Lay out every line of the records below as a JSON list of strings, one string per line, with blank lines dropped and the pictures left out.

— START —

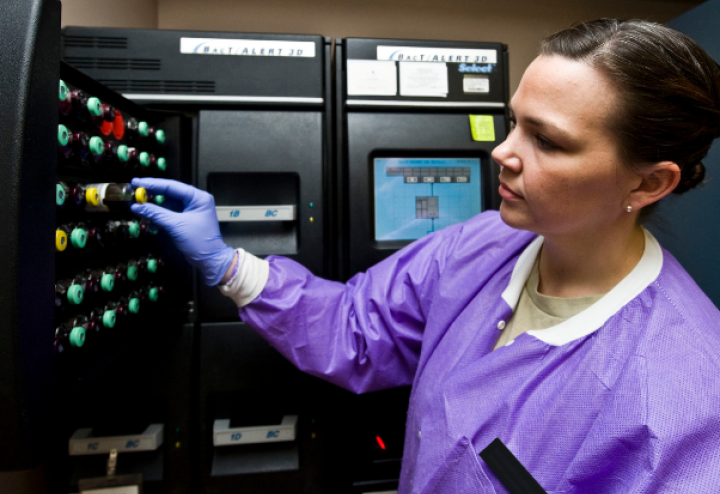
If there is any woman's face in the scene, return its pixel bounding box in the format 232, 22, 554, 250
492, 56, 640, 237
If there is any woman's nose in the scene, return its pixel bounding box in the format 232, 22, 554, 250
492, 134, 522, 173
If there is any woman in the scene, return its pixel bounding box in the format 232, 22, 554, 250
133, 20, 720, 494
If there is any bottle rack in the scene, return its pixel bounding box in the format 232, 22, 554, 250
51, 67, 177, 384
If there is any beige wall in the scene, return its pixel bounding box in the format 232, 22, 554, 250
62, 0, 158, 29
63, 0, 701, 90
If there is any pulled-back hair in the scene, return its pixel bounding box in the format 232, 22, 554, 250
540, 19, 720, 194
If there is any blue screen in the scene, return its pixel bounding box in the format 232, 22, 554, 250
373, 158, 482, 242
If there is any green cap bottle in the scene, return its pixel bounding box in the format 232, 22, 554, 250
100, 273, 115, 292
67, 285, 85, 305
87, 96, 102, 117
103, 310, 117, 328
55, 184, 67, 206
70, 228, 87, 249
138, 151, 150, 168
58, 124, 70, 146
68, 326, 85, 348
118, 144, 130, 163
58, 79, 70, 101
127, 266, 138, 281
128, 221, 140, 238
89, 136, 105, 156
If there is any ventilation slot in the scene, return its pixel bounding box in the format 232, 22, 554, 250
63, 36, 127, 49
65, 57, 160, 70
99, 79, 215, 94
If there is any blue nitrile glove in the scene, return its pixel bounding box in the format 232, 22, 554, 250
126, 178, 235, 286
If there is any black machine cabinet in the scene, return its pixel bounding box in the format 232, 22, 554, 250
335, 38, 509, 494
0, 0, 193, 494
63, 27, 338, 493
0, 0, 60, 470
63, 27, 333, 322
336, 38, 508, 279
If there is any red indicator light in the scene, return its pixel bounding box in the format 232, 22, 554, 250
375, 436, 385, 449
112, 110, 125, 141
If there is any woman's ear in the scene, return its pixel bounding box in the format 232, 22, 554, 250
624, 161, 680, 210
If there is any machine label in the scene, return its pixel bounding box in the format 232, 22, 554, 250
377, 46, 497, 63
470, 115, 495, 142
347, 60, 397, 96
458, 63, 495, 74
180, 38, 315, 58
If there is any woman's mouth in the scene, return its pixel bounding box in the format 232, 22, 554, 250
498, 183, 523, 201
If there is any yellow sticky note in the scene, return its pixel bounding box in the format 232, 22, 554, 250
470, 115, 495, 141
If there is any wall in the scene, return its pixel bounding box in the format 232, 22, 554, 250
63, 0, 701, 90
62, 0, 158, 29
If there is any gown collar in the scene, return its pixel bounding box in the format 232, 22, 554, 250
502, 228, 663, 346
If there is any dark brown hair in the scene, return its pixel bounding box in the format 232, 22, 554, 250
540, 19, 720, 194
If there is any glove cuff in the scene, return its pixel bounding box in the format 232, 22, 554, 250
218, 249, 270, 307
200, 245, 235, 286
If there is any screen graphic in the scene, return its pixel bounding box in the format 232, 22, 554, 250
373, 158, 482, 242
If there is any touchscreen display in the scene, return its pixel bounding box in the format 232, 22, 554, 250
373, 158, 482, 242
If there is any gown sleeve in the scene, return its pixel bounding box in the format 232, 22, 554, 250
239, 225, 462, 393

— END —

EXERCISE SOLUTION:
[
  "If there is any woman's face in the scene, return its pixel bounding box in the format 232, 22, 554, 250",
  "492, 56, 640, 237",
  "If there is any woman's nose in the scene, return its pixel bounding box in the format 232, 22, 554, 250",
  "492, 134, 522, 173",
  "If there is any woman in the scene, return its pixel bounding box in the format 232, 22, 554, 250",
  "133, 20, 720, 494",
  "If there is any bottle rack in the scene, return its pixel bounding box in the format 232, 22, 554, 250",
  "51, 67, 177, 384",
  "If there is any beige wall in the scene, return its pixel bounding box in the format 232, 22, 554, 250",
  "62, 0, 158, 29",
  "63, 0, 701, 90",
  "If there is any pulled-back hair in the scene, return its pixel bounding box in the format 232, 22, 554, 250",
  "540, 19, 720, 194",
  "If there is any blue screen in the scene, return its pixel bounding box in the format 232, 22, 554, 250",
  "373, 158, 482, 242",
  "If there is any green cap bottle in the scene, return its pixel bounding box in the format 232, 22, 554, 250",
  "100, 273, 115, 292",
  "67, 285, 85, 305",
  "87, 96, 102, 117",
  "103, 310, 117, 328",
  "55, 184, 67, 206",
  "70, 228, 87, 249",
  "138, 151, 150, 168",
  "58, 124, 70, 146",
  "68, 326, 85, 348",
  "118, 144, 130, 163",
  "58, 79, 70, 101",
  "127, 266, 138, 281",
  "128, 221, 140, 238",
  "89, 136, 105, 156",
  "If there is any ventilation slot in the scene, return its pixel bounding box in the format 232, 22, 554, 250",
  "63, 36, 127, 49",
  "65, 57, 160, 70",
  "99, 79, 215, 94",
  "If there is any blue nitrile glove in the scene, return its pixel bounding box in the format 232, 22, 554, 250",
  "126, 178, 235, 286",
  "If there is any black machine cabinet in the scene, return its pixel bounding box in the format 232, 22, 554, 250",
  "335, 38, 509, 494",
  "0, 0, 193, 494",
  "63, 27, 338, 493",
  "0, 0, 60, 470",
  "63, 27, 333, 322",
  "336, 38, 508, 279",
  "If there is any red indicator light in the scene, return its pixel bounding box in the format 232, 22, 554, 250",
  "375, 436, 385, 449",
  "112, 110, 125, 141",
  "If there is any woman's ear in the scene, return its pixel bounding box in the format 232, 22, 554, 250",
  "624, 161, 680, 210",
  "If there is any machine label in the scene, return its pixel bounding box in the format 232, 22, 554, 250",
  "377, 46, 497, 63",
  "470, 115, 495, 142",
  "347, 60, 397, 96",
  "458, 63, 495, 74",
  "180, 38, 315, 58",
  "If there is any woman's mouth in the scene, return its pixel bounding box in the format 232, 22, 554, 250",
  "498, 183, 523, 201",
  "If there is any yellow sticky note in the scene, return its pixel bounding box in the format 232, 22, 554, 250",
  "470, 115, 495, 141",
  "If there is any wall in the scene, return its pixel bounding box in the format 232, 22, 554, 250",
  "63, 0, 701, 90",
  "62, 0, 158, 29",
  "If there is any gown collar in the scene, return its pixel bounding box in the format 232, 22, 554, 250",
  "502, 228, 663, 346",
  "If there is any dark brown hair in the scene, return its pixel bounding box in the format 232, 22, 554, 250",
  "540, 19, 720, 194",
  "If there is any glove cuff in the scene, return its pixel bounding box in the format 232, 22, 554, 250",
  "218, 249, 270, 307",
  "200, 245, 235, 286",
  "If there is any screen graphic in the scene, return its pixel bounding box in the format 232, 22, 554, 250",
  "373, 158, 482, 242",
  "If there is any touchscreen display in the scene, return its pixel bounding box in the format 232, 22, 554, 250",
  "373, 158, 482, 242",
  "If there is any gown sleeve in the scene, return its pixel bounding box in the format 232, 22, 554, 250",
  "239, 225, 462, 393"
]